▶ TEXTE SOURCE
^^^^

Les Chroniques de Sire Jean Froissart/Livre I, Partie II/Chapitre CCCLXIV

Texte établi par J. A. C. Buchon (Ip. 668-670).

CHAPITRE CCCLXIV.


Comment le duc de Bretagne n’osa demeurer en son duché, et comment messire Bertran du Guesclin saisit sa terre.


Bien étoit le roi d’Angleterre informé que il avoit perdu tout son pays de Poitou, de Xaintonge et de la Rochelle, et que les François étoient grandement forts sur la mer, de galées, de barges et de gros vaisseaux, desquels étoient capitaines, avec Yvain de Galles et Dan Radigo de Rous le maître amiral et patron du roi d’Espaigne, le comte de Narbonne, messire Jean de Raix et messire Jean de Vienne ; et tenoient bien ces gens sur mer six vingt gros vaisseaux, sans leur pourvéance, chargés de gens d’armes, de bidaux et de Gennevois. Et étoit le roi d’Angleterre informé que ces gens vaucroient sur les bandes d’Angleterre pour entrer en son pays, et faire, là où ils prendroient terre, un grand fait. Si ordonna le roi le comte de Salsiberich, monseigneur Guillaume de Neufville et monseigneur Philippe de Courtenay à être capitaines de deux mille hommes d’armes et autant d’archers. Et firent leurs pourvéances en Cornouaille, et là montèrent-ils en mer. Si singlèrent devers Bretagne, car ailleurs ne pouvoient-ils arriver pour faire guerre qui leur vaulsist, ni pour employer leur saison ; et aussi ils vouloient savoir l’intention du duc et des Bretons de Bretagne, si ils se tenoient François ou Anglois. Si eurent si bon vent que d’une flotte ils arrivèrent à Saint-Malo de Lille en Bretagne ; et trouvèrent au havène huit gros vaisseaux espaignols de marchands d’Espaigne, chargés d’avoir, qui et gisoient à l’ancre. Si les ardirent les Anglois, là tout l’avoir qui dedans étoit, et mirent à mort tous les Espaignols qu’ils y trouvèrent, et entrèrent en la ville de Saint-Malo et s’y logèrent de fait. Les gens de la ville n’en furent mie bien seigneurs : et commencèrent les Anglois à courir là environ et à faire guerre, et à prendre vivres.

^^^^

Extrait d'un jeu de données
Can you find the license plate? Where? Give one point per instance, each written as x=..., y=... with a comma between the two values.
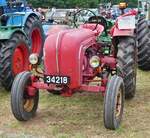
x=56, y=79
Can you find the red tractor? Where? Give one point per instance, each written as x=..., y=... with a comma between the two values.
x=75, y=61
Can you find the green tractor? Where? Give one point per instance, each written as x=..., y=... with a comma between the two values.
x=21, y=34
x=143, y=34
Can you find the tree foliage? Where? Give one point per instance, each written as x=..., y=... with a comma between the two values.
x=76, y=3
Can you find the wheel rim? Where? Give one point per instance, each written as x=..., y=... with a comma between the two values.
x=20, y=59
x=118, y=104
x=36, y=41
x=28, y=104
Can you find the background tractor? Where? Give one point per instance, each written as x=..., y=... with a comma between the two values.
x=91, y=65
x=143, y=34
x=21, y=33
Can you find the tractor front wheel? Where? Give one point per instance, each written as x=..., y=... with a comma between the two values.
x=114, y=103
x=14, y=56
x=34, y=30
x=23, y=105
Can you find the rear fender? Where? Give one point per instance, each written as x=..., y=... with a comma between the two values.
x=6, y=34
x=19, y=19
x=117, y=32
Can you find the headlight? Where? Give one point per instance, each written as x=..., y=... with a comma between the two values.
x=33, y=59
x=94, y=61
x=127, y=22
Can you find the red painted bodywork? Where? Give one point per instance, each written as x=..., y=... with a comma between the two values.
x=64, y=52
x=115, y=31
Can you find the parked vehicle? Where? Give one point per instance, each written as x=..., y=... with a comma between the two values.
x=74, y=59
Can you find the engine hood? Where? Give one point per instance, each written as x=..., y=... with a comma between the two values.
x=63, y=53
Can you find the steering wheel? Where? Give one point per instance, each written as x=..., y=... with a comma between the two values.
x=100, y=19
x=80, y=13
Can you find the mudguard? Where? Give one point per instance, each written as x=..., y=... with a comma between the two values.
x=19, y=18
x=6, y=34
x=115, y=31
x=64, y=52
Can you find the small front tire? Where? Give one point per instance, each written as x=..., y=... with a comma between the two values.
x=23, y=105
x=114, y=103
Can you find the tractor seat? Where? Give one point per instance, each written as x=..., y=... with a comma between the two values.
x=98, y=29
x=4, y=19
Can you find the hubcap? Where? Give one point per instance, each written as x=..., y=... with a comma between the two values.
x=28, y=104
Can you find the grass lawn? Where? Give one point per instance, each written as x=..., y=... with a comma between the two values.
x=80, y=116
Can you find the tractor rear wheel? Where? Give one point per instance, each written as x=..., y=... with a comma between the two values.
x=23, y=105
x=127, y=64
x=34, y=30
x=143, y=39
x=14, y=55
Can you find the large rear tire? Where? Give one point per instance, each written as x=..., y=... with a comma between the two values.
x=34, y=30
x=23, y=105
x=127, y=63
x=143, y=39
x=14, y=55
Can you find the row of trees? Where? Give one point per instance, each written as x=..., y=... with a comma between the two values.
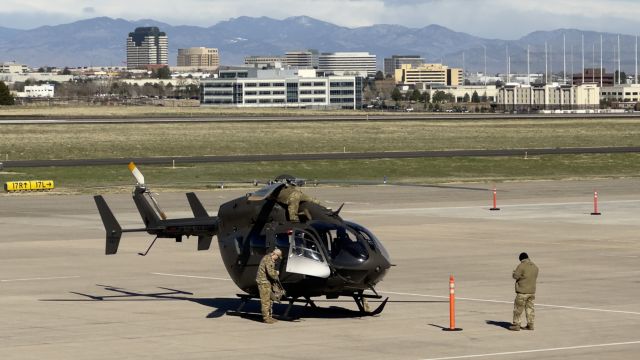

^^^^

▶ CONSIGNES
a) Reproduisez à l'identique le passage de l'extrait des Chroniques qui s'ouvre sur les mots « Texte établi par » et s'achève sur « saisit sa terre. ».
b) Répondez aux questions suivantes d'après l'extrait des Chroniques :
(i) Combien de gros vaisseaux les François tenaient-ils sur mer ?
(ii) Dans quelle région les Anglois firent-ils leurs pourvéances avant de monter en mer ?
(iii) Combien de vaisseaux espagnols les Anglois trouvèrent-ils au havène de Saint-Malo ?
c) Poursuivez l'extrait des Chroniques à partir de l'endroit où il s'interrompt.
Les items ne sont d'aucune utilité pour cet exercice.

▶ RÉPONSES RÉDIGÉES
a)
Texte établi par J. A. C. Buchon (Ip. 668-670).

CHAPITRE CCCLXIV.


Comment le duc de Bretagne n’osa demeurer en son duché, et comment messire Bertran du Guesclin saisit sa terre.

b)
(i) Six vingt gros vaisseaux.
(ii) En Cornouaille.
(iii) Huit gros vaisseaux de marchands d'Espagne.

c)
Ces nouvelles s’espardirent tantôt sur le pays qui en fut durement ému, et en plus grand soupçon que devant sur leur duc et sur monseigneur Robert Canolle ; et disoient généralement, que ils avoient mandé les Anglois, et là fait venir et arriver, et que ce ne faisoit mie à consentir ; et puisque le duc montrait clairement que il vouloit être Anglois, et point ne tenoit l’ordonnance de son pays, il étoit tenu de perdre sa terre. Si se cloyrent cités, villes et châteaux, et fit chacun son guet et bonne garde ainsi que pour lui. Pour le temps de lors se tenoit le duc de Bretagne au châtel de Vannes ; de quoi cils de la cité et du bourg n’étoient mie bien asségurés ; et messire Robert Canolles se tenoit en son châtel de Derval et le faisoit grandement et grossement pourvoir de toutes choses, de vivres et d’artillerie, et remparer de tous points ; car bien imaginoit que le pays seroit en guerre et que son château auroit à faire. Et quand il eut ce fait, il le rechargea à un sien cousin, chevalier, qui s’appelloit messire Hue Broec, et le laissa bien pourvu de toutes choses, et puis se trait au châtel et en la ville de Brest où le sire de Neufville d’Angleterre, à toute sa charge de gens d’armes, qui arrivés étoient l’année devant à Saint-Mathieu de Fine Poterne, ainsi que vous savez, étoit. Si vint messire Robert Canolles da-lez lui pour avoir plus grand confort d’aide et de conseil : et aussi Brest est un des plus forts châteaux du monde.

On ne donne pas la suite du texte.